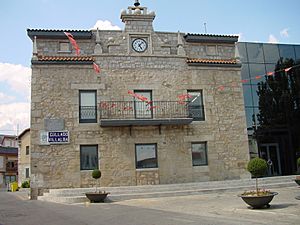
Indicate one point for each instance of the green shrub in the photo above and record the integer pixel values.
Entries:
(25, 184)
(257, 167)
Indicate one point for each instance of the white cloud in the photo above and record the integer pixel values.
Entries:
(4, 98)
(14, 116)
(284, 32)
(272, 39)
(105, 25)
(17, 77)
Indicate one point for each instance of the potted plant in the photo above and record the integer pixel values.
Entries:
(97, 196)
(297, 180)
(259, 198)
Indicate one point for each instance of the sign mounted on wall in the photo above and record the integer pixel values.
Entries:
(54, 137)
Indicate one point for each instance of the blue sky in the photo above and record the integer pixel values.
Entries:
(255, 20)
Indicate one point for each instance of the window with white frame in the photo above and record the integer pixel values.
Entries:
(199, 154)
(195, 105)
(88, 106)
(88, 157)
(146, 156)
(141, 106)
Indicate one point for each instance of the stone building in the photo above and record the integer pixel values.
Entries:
(8, 165)
(24, 156)
(158, 112)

━━━

Could you filter the entries above for lines holding the string "Indicate" and copy them?

Indicate one point for each instance of the green shrub in the photo above and record the integer pixel values.
Indicate one point for each instance of the white cloud in the photo above and record the integer pixel values.
Indicate one point for each instance of the potted plant in the photo above and record the integer pixel values.
Indicate one point for each instance of the sign mounted on wall in the photo above and record the integer pixel values.
Indicate one point for each instance of the blue sky in the photo above and record the integer pixel values.
Indicate one point for each instance of the window with white frame in the photo above and record the integer pixel values.
Indicate one point for each instance of the stone building in the photo above and record the integer pixel values.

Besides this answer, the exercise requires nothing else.